Records of labeled points:
┌──
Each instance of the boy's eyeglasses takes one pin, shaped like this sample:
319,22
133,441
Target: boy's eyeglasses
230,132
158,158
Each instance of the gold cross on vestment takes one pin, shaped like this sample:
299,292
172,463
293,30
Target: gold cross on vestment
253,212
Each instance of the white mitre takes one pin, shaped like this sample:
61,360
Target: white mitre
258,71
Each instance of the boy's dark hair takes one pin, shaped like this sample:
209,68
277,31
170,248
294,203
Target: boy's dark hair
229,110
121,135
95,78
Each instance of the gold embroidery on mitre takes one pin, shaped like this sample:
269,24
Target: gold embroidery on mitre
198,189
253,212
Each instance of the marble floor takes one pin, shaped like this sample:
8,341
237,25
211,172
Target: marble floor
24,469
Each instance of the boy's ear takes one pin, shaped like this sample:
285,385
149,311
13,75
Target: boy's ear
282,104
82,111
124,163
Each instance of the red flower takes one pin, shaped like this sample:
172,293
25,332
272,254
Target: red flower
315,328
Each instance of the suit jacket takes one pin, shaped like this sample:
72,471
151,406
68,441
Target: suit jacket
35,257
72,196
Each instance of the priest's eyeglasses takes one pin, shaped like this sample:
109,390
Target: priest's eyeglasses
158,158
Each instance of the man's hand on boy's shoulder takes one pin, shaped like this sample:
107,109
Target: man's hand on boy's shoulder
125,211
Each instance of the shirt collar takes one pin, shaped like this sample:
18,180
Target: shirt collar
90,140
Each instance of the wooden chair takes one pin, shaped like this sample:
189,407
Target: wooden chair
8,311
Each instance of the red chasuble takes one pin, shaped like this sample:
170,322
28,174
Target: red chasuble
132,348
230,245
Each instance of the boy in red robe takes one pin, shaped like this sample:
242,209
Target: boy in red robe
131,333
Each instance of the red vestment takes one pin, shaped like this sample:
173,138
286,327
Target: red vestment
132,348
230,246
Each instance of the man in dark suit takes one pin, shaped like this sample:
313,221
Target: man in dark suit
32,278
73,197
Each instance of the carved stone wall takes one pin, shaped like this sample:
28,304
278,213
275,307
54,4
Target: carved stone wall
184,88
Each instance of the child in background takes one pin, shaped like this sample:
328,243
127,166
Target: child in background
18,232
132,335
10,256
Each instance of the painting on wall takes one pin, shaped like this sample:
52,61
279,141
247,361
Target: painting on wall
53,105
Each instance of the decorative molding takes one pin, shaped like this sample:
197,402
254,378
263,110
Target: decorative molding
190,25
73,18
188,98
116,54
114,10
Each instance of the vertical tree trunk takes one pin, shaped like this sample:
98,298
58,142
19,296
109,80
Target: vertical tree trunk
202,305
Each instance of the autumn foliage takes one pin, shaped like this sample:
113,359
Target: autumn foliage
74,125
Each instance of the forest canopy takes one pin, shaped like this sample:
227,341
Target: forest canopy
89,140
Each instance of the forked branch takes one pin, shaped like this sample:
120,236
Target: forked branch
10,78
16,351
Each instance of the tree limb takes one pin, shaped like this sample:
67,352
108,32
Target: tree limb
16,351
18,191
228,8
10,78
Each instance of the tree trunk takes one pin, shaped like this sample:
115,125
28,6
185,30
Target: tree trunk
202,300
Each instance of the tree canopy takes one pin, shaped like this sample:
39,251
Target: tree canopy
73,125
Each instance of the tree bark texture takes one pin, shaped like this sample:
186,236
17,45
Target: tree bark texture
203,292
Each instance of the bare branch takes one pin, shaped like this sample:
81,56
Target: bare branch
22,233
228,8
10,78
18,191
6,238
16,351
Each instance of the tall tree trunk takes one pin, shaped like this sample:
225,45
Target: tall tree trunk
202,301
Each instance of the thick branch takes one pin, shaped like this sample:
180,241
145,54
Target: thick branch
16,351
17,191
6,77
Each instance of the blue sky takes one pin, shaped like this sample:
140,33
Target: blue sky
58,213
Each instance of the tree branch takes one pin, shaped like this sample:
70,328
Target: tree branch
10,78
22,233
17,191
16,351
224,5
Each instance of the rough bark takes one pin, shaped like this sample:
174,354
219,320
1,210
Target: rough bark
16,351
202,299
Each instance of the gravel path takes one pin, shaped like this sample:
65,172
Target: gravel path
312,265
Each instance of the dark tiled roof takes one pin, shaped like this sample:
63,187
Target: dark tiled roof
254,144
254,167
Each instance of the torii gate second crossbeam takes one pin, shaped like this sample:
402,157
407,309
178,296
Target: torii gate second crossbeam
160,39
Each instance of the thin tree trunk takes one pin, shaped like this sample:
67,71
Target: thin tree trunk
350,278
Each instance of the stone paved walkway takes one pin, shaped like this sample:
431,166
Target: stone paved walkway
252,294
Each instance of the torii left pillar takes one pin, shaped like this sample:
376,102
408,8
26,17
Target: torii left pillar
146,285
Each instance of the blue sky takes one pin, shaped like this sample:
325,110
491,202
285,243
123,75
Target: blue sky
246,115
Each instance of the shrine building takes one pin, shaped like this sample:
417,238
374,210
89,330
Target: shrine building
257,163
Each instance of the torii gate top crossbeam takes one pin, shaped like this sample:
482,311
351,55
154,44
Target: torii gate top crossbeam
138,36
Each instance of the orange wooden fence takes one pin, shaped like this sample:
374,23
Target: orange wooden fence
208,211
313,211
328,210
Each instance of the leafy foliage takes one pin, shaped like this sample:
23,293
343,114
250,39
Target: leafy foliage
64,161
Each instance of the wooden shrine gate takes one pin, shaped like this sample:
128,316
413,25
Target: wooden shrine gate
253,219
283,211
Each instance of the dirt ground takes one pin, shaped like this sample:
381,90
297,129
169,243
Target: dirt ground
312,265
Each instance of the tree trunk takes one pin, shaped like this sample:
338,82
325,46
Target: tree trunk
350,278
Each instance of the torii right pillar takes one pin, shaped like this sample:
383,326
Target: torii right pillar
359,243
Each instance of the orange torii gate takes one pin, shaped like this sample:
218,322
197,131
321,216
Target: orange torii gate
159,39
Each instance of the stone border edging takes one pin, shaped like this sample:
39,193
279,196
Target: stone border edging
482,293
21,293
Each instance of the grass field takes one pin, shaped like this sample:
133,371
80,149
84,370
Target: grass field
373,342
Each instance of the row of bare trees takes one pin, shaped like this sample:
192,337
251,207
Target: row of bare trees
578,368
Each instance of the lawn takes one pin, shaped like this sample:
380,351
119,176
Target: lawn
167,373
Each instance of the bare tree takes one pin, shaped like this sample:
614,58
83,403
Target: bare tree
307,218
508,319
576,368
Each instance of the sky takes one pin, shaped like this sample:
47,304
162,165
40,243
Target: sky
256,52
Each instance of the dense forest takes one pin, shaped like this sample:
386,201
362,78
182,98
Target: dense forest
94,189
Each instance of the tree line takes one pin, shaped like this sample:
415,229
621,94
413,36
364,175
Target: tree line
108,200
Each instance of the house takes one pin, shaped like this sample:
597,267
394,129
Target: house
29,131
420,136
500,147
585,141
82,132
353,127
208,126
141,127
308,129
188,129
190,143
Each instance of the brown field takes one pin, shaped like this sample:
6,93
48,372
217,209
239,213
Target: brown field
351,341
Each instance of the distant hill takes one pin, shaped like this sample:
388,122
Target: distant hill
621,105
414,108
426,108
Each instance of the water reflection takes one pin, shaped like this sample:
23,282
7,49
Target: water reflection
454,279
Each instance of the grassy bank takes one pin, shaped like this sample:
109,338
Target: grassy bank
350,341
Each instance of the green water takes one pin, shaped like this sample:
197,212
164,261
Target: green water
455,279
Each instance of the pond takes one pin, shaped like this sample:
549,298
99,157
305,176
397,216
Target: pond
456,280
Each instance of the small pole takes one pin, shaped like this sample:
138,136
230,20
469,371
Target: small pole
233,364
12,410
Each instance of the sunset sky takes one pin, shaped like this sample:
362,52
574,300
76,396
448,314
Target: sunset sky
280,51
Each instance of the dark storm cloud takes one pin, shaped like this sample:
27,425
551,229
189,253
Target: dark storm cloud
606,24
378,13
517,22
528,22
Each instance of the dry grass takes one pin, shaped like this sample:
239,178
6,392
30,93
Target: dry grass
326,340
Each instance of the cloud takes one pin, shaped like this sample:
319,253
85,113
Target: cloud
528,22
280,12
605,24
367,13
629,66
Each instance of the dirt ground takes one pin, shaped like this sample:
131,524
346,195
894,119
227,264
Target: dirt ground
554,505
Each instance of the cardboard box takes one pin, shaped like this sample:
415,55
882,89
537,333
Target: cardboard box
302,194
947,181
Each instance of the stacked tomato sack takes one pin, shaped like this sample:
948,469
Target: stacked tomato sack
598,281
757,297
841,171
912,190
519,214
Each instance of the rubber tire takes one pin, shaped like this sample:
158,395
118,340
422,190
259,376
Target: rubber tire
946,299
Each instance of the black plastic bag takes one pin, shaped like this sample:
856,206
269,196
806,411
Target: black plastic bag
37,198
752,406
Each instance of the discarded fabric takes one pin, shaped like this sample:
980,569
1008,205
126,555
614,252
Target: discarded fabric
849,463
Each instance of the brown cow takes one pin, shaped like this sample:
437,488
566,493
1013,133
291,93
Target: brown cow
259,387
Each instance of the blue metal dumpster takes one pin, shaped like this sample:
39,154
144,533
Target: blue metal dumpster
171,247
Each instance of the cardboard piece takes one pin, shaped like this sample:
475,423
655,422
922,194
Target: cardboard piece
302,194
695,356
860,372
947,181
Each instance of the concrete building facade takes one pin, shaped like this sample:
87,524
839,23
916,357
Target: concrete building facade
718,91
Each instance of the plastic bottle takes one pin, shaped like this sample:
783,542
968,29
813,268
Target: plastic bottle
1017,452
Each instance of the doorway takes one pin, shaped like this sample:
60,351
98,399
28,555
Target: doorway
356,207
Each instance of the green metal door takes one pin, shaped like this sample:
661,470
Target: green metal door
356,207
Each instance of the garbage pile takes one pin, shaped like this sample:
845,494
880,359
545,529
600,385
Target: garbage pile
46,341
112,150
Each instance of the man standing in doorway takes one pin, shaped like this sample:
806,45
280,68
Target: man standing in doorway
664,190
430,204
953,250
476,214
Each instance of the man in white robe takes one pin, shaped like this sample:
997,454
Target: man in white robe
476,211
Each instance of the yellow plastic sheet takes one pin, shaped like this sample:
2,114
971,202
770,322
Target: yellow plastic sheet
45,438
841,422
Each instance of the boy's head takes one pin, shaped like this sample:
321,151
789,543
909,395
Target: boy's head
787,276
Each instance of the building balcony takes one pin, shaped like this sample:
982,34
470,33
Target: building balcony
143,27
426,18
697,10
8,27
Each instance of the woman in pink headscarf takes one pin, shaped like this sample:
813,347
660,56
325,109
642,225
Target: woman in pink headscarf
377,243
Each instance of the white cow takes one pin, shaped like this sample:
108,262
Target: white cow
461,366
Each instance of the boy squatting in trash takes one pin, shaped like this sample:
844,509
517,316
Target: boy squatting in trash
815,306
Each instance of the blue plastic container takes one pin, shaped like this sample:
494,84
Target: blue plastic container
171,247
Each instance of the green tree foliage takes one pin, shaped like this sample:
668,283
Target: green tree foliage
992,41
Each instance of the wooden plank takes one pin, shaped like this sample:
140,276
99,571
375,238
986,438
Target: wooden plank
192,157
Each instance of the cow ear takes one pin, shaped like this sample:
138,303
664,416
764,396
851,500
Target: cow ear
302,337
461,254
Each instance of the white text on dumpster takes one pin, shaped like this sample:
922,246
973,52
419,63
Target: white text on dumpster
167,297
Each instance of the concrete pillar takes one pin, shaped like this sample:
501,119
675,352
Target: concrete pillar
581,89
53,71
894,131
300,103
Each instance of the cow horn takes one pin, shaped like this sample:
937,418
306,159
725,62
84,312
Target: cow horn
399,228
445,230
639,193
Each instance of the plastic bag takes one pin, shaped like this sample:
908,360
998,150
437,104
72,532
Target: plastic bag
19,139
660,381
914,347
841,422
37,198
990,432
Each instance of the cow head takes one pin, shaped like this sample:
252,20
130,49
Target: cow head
└──
What this task involves —
Return the lines beginning at the one that contains "Each instance of the concrete pillar" and continuing through the last line of the data, exactly as they stand and without any others.

The output —
Each instance of the concrete pillar takes one pin, shaped like this sample:
501,119
675,352
Target: concrete pillar
581,89
53,71
894,131
300,103
Each instance of the cow horn takes one pin, shaped like this sample:
937,418
306,159
725,62
84,312
Target: cow horn
399,228
445,230
639,193
Each instance of the plastic bag takes one pin, shaped like this sample:
908,360
998,150
437,104
72,532
Target: plastic bag
19,139
660,381
914,347
841,422
37,198
990,432
Each instance of the cow head takes one pin, shaped like this sample:
252,20
130,49
Target: cow head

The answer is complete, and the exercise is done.